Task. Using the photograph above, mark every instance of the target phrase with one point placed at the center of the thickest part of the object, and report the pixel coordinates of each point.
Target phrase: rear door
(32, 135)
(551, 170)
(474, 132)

::::

- **Exercise requirements**
Rewrite the entries above with "rear door" swapped for "side door", keeping everything else as it is.

- **Full output**
Task. Using the photograph above, mark every instance of the target phrase with one point placed at the center of the thickest part of the object, and report the pixel coordinates of each point.
Target phrase: side door
(32, 135)
(551, 170)
(474, 132)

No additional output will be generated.